◆ **DATASET EXCERPTS**
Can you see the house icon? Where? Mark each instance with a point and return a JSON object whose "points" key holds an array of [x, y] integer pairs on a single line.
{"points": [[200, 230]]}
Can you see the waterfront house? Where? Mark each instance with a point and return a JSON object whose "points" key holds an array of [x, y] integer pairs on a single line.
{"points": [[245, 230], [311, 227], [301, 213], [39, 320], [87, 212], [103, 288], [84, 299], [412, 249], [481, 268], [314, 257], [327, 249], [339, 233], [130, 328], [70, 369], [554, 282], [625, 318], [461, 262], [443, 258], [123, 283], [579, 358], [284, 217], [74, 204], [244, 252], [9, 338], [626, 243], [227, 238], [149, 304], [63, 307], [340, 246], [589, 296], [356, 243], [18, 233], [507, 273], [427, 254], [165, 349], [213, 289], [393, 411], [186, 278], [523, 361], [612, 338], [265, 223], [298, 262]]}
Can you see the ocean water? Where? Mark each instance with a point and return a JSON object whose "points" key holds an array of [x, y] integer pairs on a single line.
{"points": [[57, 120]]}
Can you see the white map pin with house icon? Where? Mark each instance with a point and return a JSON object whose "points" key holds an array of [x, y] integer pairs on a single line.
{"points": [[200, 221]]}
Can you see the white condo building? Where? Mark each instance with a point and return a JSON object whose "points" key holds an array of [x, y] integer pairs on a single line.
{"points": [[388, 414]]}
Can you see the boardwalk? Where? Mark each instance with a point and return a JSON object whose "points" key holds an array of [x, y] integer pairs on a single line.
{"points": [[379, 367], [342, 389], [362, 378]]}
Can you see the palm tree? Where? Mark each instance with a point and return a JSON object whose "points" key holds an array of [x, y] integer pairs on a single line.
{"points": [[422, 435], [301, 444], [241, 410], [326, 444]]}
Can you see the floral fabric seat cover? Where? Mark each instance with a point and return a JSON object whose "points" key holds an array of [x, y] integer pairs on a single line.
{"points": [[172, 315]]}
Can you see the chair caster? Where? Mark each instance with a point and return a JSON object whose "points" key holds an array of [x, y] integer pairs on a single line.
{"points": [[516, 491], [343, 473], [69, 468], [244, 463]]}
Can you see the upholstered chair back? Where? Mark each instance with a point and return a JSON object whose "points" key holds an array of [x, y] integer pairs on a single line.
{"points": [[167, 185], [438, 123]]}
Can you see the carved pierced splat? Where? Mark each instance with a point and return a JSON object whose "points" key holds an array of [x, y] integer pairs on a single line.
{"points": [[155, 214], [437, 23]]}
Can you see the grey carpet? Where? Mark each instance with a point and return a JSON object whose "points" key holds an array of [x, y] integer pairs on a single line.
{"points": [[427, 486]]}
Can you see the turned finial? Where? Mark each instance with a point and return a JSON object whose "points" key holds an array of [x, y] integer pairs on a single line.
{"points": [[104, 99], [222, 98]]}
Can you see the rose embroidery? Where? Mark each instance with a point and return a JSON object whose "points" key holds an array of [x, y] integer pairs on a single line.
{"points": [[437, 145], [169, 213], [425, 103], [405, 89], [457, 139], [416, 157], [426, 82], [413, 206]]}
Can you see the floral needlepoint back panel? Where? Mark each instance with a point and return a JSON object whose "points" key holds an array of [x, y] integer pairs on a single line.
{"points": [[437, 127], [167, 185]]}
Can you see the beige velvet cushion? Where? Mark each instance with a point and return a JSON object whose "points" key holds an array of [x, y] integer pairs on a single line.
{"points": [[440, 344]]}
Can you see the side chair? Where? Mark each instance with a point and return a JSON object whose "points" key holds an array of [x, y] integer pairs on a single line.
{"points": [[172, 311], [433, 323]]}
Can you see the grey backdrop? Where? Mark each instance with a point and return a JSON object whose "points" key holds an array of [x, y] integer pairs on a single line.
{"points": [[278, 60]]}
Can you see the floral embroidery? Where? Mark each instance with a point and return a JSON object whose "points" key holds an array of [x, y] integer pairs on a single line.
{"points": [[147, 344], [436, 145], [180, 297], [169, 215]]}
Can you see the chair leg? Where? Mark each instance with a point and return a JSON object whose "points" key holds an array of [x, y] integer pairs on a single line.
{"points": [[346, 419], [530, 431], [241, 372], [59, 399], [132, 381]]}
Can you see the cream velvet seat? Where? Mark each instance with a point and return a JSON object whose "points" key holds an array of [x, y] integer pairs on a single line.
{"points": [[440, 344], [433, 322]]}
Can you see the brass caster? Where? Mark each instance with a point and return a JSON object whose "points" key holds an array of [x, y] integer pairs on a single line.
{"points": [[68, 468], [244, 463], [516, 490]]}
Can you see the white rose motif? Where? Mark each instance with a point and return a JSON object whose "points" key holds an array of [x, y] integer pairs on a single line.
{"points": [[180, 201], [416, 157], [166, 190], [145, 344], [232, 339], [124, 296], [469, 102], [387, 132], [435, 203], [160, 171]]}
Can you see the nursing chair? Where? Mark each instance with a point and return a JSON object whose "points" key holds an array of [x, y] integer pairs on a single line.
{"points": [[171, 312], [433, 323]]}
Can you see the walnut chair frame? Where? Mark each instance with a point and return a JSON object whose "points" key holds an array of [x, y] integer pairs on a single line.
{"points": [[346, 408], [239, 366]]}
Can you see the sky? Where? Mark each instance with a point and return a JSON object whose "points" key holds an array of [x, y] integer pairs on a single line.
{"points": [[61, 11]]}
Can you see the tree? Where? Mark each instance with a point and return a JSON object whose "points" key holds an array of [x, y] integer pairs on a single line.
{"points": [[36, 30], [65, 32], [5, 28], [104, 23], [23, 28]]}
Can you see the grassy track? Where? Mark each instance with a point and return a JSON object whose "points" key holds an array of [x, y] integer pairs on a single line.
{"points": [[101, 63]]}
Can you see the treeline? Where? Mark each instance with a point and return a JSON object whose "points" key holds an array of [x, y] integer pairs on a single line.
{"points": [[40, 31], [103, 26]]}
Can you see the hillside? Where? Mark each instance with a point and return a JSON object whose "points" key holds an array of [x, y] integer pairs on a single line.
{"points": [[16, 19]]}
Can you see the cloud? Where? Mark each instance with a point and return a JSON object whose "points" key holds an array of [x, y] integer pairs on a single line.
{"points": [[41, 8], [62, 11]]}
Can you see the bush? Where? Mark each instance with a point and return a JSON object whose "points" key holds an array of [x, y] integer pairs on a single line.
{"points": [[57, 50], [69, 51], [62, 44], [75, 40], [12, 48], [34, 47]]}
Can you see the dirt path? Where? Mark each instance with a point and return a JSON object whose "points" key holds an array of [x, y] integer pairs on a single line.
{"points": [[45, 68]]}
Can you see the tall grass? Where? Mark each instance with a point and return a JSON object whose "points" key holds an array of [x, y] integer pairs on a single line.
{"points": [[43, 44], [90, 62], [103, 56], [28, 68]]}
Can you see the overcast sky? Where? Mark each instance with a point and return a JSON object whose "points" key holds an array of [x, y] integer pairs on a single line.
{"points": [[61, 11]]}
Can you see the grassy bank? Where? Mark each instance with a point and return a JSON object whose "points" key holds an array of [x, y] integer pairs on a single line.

◆ **AIM OF THE TASK**
Each entry is to be written out exactly as it was given.

◆ **ANSWER SPACE**
Can you see the house icon? Where? Mark each instance with a point and return a JSON object whose "points" key holds an array of [x, y] integer pairs on a single line.
{"points": [[200, 230]]}
Can you see the waterfront house? Where? Mark each instance with a point and return a JSON object whose "points" key holds an array of [x, y] integer pairs on a single line.
{"points": [[245, 230], [311, 227], [301, 213], [39, 320], [87, 212], [103, 288], [84, 299], [412, 249], [481, 268], [314, 257], [327, 249], [339, 233], [130, 328], [70, 369], [554, 282], [625, 318], [461, 262], [443, 258], [123, 283], [579, 358], [284, 217], [74, 204], [244, 252], [9, 338], [626, 243], [227, 238], [149, 304], [63, 307], [340, 246], [589, 296], [356, 243], [18, 233], [507, 273], [427, 254], [165, 349], [213, 289], [393, 411], [186, 278], [523, 361], [612, 338], [265, 223], [298, 262]]}
Can you see the ocean water? Where? Mark each instance with a point and return a JSON object whose "points" key holds an array of [x, y] integer pairs on a single line.
{"points": [[57, 120]]}
Can you see the white map pin with house icon? Where? Mark each instance with a point and return a JSON object whose "points" key holds an array of [x, y] integer pairs on a single line.
{"points": [[200, 221]]}
Can you see the white condo building? Where? Mark each instance with a point and return a JSON object whose "points" key holds an array of [x, y] integer pairs on a single line.
{"points": [[388, 414]]}
Can you see the boardwalk? Where? Mark each instance with a point and return a JSON object whose "points" key holds an array of [x, y] integer pairs on a single line.
{"points": [[379, 367], [342, 389], [362, 378]]}
Can you see the palm tree? Where? Mark each instance with a point and return a JSON object whose "points" key holds an array of [x, y] integer pairs on a single line.
{"points": [[422, 435], [301, 444], [241, 410], [326, 444]]}
Can you see the floral fabric seat cover? Where? Mark each instance with a point and return a JSON object whose "points" key holds an array of [x, y] integer pairs on a single line.
{"points": [[172, 315]]}
Can you see the chair caster? Where? Mark each instance with a point and return a JSON object whose "points" key holds an array of [x, y] integer pairs on a single line.
{"points": [[516, 491], [343, 473], [69, 468], [244, 463]]}
Can you see the upholstered chair back? Where? Mark each instance with a point and return a JSON object whose "points" key holds an array of [x, y] integer pairs on a single line.
{"points": [[167, 185], [438, 123]]}
Can you see the carved pierced splat? Where? Mark each instance with a point and return a JSON object whose "points" key holds an array of [x, y] integer pairs on a single line.
{"points": [[155, 214], [437, 23]]}
Can you see the grey carpet? Where? Mark each instance with a point and return a JSON object whose "points" key holds an array of [x, y] integer pairs on a single line.
{"points": [[427, 486]]}
Can you see the turned finial? Where? Mark each instance with a point and return a JSON object whose "points" key holds an array of [x, y] integer pairs on a single line.
{"points": [[104, 99], [222, 98]]}
Can you see the rose embroidery? Where? Mark each instance with a point and return a JSON object whose "points" key holds an array of [x, y] integer pairs on a single line.
{"points": [[437, 145], [169, 213], [425, 103], [405, 89], [457, 139], [416, 157], [426, 82], [413, 206]]}
Can you see the floral needlepoint back panel? Where? Mark each instance with a point and return a JSON object whose "points" key holds an array of [x, y] integer pairs on a single line.
{"points": [[437, 127], [167, 185]]}
Can you see the beige velvet cushion? Where? Mark each instance with a point and return a JSON object whose "points" key holds an array of [x, y] integer pairs on a single line.
{"points": [[440, 344]]}
Can you see the side chair? Where? Mark each instance with a point and return a JSON object whose "points" key holds an array of [x, y] integer pairs on a single line.
{"points": [[172, 311], [433, 323]]}
Can you see the grey backdrop? Where? Mark each instance with a point and return a JSON object whose "points" key holds an array of [x, y] integer pairs on a single line.
{"points": [[278, 60]]}
Can you see the floral embroidery? Where? Mark each instance with a point and return a JSON object whose "points" key holds an array of [x, y] integer pairs on a single line.
{"points": [[147, 344], [436, 145], [180, 297], [169, 215]]}
Can you see the chair leg? Where? Mark each instance with a point and return a JSON object whose "points" key holds an array of [x, y] integer pairs on a single line.
{"points": [[346, 419], [530, 431], [241, 372], [59, 399], [132, 381]]}
Can you see the cream velvet seat? Where? Mark each instance with a point and return a JSON object whose "points" key holds an array of [x, y] integer pairs on a single line.
{"points": [[440, 344], [433, 322]]}
Can you see the brass caster? Where? Mark each instance with a point and return a JSON object whose "points" key holds an array of [x, y] integer pairs on a single line.
{"points": [[68, 468], [244, 463], [516, 490]]}
Can you see the white rose motif? Where? Mark each instance with a point and return a JSON object whose "points" key holds an array of [x, y] integer pairs on a single line.
{"points": [[180, 201], [416, 157], [166, 190], [145, 344], [232, 339], [124, 296], [469, 102], [387, 132], [435, 203], [160, 171]]}
Can you see the nursing chair? Where? Mark each instance with a point and return a JSON object whose "points" key holds an array of [x, y] integer pairs on a single line.
{"points": [[171, 312], [433, 323]]}
Can you see the walnut chair frame? Where? Mark each instance with a point and return a JSON object whose "points" key holds an array of [x, y] integer pairs on a single line.
{"points": [[346, 408], [239, 366]]}
Can you see the sky? Where? Mark each instance with a point and return a JSON object whose "points" key holds an array of [x, y] integer pairs on a single line.
{"points": [[61, 11]]}
Can you see the tree? Where? Mark each instance with a point and return a JSON object whose "points" key holds an array of [x, y] integer pairs on a single line.
{"points": [[36, 30], [65, 32], [5, 28], [104, 23], [23, 28]]}
Can you see the grassy track? Where? Mark each instance with a point and return a JSON object whose "points" key holds an array of [x, y] integer pairs on a single line.
{"points": [[101, 63]]}
Can you see the treeline? Where? Mark each instance with a point and return a JSON object whose "points" key holds an array of [x, y] integer pairs on a single line.
{"points": [[40, 31], [103, 26]]}
Can you see the hillside? Where? Mark each instance with a point and return a JSON object whose "points" key holds an array of [x, y] integer pairs on a single line.
{"points": [[16, 19]]}
Can you see the cloud? Where? Mark each instance with a point and return a JSON object whose "points" key holds an array of [x, y] integer pairs on a single line.
{"points": [[41, 8], [62, 11]]}
Can you see the bush? Where? Mark each instance with a point and return a JSON object whose "points" key holds an array of [x, y] integer pairs on a single line.
{"points": [[57, 50], [69, 51], [62, 44], [75, 40], [12, 48], [34, 47]]}
Can you see the dirt path? Where? Mark each instance with a point and return a JSON object whose "points" key holds an array of [x, y] integer pairs on a single line.
{"points": [[45, 68]]}
Can you see the tall grass? Where? Mark each instance with a point and return a JSON object whose "points" key holds an array of [x, y] integer pairs on a single line.
{"points": [[43, 44], [90, 62], [103, 56], [28, 68]]}
Can you see the overcast sky? Where? Mark each instance with a point and return a JSON object whose "points" key holds an array of [x, y] integer pairs on a single line.
{"points": [[61, 11]]}
Can you see the grassy bank? Where? Mark each instance with a point and return a JSON object whose "points" key holds an array of [x, y] integer pairs on a single line.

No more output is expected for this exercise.